[Given text Boundary: Start]
Biocontrol strategies involve competition for resources, the production of inhibitory chemicals and cell wall-degrading enzymes, and the induction of systemic resistance [60]. Pseudomonas, a diverse genus comprising numerous species, has been effectively employed as a plant inoculant to enhance plant growth and health [21]. While various Pseudomonas spp. strains have been explored as antagonists against Foc, most research has focused on P. fluorescens, with limited attention given to P. aeruginosa [6]. Prior studies have examined the potential of different P. aeruginosa strains to suppress Foc growth, exhibit plant growth-promoting (PGP) traits, and secrete hydrolytic enzymes in vitro [61,62,63]. An isolated strain P. aeruginosa BG from seawater demonstrated the ability to produce IAA (19 μg mL⁻¹) and ammonia (27 μg mL⁻¹), alongside the production of cyanide, iron carriers, and hydrogen peroxidase; the authors of the study believe that this strain holds significant potential for promoting plant growth and controlling plant diseases [61]. Our strain 91 exhibited higher levels of IAA and ammonia production (Table 1) compared to the marine P. aeruginosa BG, and it displayed similar inhibitory effects on Foc. Thus, it is undeniable that strain 91 has substantial application prospects. The previous research findings reveal the P. aeruginosa capability to produce a wide array of antifungal substances, including enzymes such as catalase, chitin-binding protein, and protease [64], alongside small molecule compounds like 3,4-dihydroxy-N-methyl-4-(4-oxochroman-2-yl)butanamide, pyocyanin, rhamnolipids, phenazine-1-carboxylic acid, and phenazine-1-carboxamide [65,66,67,68,69]. These components exhibit significant impacts on fungal hyphal growth, resulting in abnormal growth, unusual bending, or hyphal breakage, closely mirroring our experimental outcomes (Figure 2F). This strongly suggests that strain 91 may produce analogous compounds capable of inhibiting the growth of Foc.

An organism’s metabolic traits are vital for fostering plant growth and forming a successful host community [70]. Numerous Pseudomonas strains, including P. aeruginosa and P. koreensis, have previously showcased diverse carbon utilization patterns, contributing to enhanced plant development and fungal infection protection [23,39]. In this investigation, isolate 91 demonstrated diverse carbon utilization patterns on GNIII Biolog plate^R (Figure S1), highlighting its potential advantages in promoting plant growth and development. Furthermore, this observation underscores its robust adaptability to various environments and its capacity to compete effectively with other microorganisms in diverse ecological settings.
[Given text Boundary: End]
## Assignment A
According to the passage on Pseudomonas aeruginosa strain 91, how much ammonia did the seawater isolate P. aeruginosa BG produce?
## Assignment B
Extend the passage on Pseudomonas aeruginosa strain 91, beginning after its final sentence.
[Record excerpts Boundary: Start]
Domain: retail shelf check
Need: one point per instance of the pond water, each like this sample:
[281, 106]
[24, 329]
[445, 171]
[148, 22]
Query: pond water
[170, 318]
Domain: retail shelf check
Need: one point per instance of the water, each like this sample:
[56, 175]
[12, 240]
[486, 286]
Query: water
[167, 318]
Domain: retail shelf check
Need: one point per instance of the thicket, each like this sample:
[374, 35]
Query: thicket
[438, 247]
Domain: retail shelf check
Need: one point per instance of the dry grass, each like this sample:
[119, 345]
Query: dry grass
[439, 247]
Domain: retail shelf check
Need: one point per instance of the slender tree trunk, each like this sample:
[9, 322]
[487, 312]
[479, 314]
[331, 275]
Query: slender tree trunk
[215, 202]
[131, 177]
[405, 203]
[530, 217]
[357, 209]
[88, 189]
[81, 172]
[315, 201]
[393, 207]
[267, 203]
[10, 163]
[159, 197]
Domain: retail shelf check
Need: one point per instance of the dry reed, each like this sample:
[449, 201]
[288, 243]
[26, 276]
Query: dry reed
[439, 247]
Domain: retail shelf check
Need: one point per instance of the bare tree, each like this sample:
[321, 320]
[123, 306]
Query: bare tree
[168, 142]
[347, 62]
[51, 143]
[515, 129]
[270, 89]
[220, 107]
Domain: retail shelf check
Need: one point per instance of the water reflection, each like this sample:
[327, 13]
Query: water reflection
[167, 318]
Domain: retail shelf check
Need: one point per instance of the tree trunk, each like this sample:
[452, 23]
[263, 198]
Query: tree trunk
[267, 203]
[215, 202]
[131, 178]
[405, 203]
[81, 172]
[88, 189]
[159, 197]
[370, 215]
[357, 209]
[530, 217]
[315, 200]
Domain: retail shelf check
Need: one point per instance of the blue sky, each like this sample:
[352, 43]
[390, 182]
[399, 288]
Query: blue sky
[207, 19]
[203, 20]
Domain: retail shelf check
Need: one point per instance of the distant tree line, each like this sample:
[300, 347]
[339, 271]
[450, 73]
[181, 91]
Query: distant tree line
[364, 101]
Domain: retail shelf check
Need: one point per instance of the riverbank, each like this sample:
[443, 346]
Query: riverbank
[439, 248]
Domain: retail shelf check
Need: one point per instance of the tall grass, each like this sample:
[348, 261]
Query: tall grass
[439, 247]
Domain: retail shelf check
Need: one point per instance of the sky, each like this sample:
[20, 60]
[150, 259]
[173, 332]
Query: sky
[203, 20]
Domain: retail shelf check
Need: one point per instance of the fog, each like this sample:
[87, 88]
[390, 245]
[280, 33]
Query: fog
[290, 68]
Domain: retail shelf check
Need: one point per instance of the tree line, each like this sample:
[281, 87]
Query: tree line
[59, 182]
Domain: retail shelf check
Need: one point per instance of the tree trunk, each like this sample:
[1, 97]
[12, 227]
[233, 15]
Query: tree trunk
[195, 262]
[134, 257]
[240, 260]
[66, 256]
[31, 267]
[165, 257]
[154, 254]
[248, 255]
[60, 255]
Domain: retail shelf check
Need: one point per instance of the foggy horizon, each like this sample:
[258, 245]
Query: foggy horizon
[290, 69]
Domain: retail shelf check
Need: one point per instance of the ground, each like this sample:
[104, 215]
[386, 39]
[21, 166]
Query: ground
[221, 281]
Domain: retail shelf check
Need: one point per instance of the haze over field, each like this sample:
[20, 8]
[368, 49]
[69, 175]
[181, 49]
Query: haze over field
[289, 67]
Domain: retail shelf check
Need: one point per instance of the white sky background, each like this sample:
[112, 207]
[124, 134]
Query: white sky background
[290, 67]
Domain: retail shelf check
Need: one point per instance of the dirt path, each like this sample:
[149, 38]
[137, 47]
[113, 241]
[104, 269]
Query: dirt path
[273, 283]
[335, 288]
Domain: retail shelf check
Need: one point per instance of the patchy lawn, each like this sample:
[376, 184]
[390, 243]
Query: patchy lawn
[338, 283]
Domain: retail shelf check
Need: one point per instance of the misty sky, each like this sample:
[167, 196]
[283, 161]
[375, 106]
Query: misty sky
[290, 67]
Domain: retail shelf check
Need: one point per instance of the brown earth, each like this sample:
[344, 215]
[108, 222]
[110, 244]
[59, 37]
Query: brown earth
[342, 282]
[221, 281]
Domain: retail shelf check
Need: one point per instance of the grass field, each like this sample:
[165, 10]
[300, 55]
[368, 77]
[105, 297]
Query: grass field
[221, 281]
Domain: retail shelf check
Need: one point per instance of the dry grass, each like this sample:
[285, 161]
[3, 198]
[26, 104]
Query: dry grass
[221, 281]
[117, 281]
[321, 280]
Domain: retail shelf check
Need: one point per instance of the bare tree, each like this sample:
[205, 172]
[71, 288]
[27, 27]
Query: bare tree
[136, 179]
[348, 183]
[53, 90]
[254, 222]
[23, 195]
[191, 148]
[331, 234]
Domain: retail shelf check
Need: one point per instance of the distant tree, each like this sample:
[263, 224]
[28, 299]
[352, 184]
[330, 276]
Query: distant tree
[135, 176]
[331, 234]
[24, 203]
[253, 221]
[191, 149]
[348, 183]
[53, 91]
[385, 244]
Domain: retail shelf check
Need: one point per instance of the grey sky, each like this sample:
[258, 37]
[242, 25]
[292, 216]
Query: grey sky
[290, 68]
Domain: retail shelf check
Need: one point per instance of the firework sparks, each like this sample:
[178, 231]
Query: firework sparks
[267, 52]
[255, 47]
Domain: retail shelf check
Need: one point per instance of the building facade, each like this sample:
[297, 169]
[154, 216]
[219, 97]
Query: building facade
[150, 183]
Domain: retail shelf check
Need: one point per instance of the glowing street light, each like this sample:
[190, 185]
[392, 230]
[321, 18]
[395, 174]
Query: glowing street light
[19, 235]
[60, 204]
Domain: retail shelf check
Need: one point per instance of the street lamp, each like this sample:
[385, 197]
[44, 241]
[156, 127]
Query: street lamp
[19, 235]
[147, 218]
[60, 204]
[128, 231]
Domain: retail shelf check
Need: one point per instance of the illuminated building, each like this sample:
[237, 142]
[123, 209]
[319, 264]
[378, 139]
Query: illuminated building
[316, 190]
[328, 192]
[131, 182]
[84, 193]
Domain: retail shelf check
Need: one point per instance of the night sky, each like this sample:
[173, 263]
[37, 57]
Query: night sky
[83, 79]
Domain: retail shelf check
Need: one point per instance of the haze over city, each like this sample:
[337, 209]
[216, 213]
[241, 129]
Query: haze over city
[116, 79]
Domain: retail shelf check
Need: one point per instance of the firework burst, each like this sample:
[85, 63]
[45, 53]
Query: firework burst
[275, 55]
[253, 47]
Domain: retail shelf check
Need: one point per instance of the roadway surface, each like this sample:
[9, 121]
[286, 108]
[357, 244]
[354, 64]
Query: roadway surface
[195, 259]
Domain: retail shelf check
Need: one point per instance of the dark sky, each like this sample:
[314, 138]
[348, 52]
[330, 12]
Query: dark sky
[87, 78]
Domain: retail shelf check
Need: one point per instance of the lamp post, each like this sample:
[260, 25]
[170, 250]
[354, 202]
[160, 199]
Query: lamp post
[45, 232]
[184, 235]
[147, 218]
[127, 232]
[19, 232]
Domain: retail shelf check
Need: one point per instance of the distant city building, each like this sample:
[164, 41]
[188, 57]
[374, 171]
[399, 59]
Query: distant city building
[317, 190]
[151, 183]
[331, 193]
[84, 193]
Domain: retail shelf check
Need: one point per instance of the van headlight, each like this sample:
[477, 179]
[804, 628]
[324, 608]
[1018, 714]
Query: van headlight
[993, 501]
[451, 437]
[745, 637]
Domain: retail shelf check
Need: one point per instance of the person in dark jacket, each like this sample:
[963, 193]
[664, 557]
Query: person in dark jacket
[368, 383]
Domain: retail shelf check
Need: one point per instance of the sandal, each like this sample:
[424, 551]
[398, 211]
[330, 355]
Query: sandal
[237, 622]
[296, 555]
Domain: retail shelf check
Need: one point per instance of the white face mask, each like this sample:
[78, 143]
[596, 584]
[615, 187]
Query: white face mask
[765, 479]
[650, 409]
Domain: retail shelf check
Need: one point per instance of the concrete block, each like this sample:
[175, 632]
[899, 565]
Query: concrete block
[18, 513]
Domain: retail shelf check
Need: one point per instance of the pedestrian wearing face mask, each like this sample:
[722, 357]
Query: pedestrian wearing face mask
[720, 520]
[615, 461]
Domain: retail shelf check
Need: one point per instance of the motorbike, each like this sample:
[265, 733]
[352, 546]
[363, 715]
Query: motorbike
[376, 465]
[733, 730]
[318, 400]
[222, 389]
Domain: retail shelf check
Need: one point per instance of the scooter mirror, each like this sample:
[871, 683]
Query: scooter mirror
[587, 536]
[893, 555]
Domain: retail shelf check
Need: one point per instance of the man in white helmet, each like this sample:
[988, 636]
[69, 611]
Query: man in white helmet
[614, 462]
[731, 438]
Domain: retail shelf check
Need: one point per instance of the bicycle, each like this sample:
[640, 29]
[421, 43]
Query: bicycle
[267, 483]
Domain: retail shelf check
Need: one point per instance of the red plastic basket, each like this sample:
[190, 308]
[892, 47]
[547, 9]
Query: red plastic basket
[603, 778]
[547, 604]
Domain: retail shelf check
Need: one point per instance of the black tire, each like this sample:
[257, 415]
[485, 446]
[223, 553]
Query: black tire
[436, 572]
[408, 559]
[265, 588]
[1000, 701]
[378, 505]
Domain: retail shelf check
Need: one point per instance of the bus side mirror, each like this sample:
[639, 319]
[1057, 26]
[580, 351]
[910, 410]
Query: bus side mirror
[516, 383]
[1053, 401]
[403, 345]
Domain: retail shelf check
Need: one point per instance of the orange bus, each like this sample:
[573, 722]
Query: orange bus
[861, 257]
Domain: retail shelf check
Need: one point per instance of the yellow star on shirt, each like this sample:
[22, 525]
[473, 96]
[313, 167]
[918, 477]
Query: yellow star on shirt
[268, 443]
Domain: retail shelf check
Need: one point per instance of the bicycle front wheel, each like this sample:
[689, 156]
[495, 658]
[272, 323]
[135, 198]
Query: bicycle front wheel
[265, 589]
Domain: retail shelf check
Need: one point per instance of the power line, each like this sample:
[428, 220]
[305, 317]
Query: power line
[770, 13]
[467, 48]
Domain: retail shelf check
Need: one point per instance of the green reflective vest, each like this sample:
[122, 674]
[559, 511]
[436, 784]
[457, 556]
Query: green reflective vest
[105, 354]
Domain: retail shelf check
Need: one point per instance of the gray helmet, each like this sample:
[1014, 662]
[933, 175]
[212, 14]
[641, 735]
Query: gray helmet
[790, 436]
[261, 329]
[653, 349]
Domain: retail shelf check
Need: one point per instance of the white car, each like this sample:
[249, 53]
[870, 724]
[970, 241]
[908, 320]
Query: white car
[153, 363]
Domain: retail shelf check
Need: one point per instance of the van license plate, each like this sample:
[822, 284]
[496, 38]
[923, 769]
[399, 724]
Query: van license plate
[Record excerpts Boundary: End]
## Answer box A
27 μg mL⁻¹

## Answer box B
Competitive rhizosphere colonization is a crucial aspect of PGPR–plant interactions [71]. Gaining insights into the molecular mechanisms underlying banana–rhizobacteria interactions can pave the way for technical enhancements in banana cultivation. Our observation of the GFP-tagged isolate 91 exhibiting robust colonization across all tissues of cultivated banana plantlets (Figure 4) reaffirms its substantial potential for the management of BFW. On one hand, in comparison to conventional biocontrol bacteria, it appears to possess heightened efficacy in controlling BFW. On the other hand, it can more readily fulfill its function in promoting plant growth.

5. Conclusions

Employing efficient biocontrol bacteria with PGP traits holds promise for safeguarding crops against diseases and augmenting crop yields. This study highlights Pseudomonas aeruginosa 91, isolated from the banana rhizosphere, as a potent antifungal agent against Foc, employing a multifaceted mechanism encompassing the production of bioactive compounds and the secretion of cell wall-degrading enzymes. Isolate 91 also demonstrates diverse PGP traits, a broad carbon source utilization spectrum, and successful colonization within all banana plant tissues. In summary, isolate 91 emerges as a prospective biocontrol strain for mitigating BFW. However, its performance in controlling Foc and enhancing banana growth necessitates assessment through future field trials.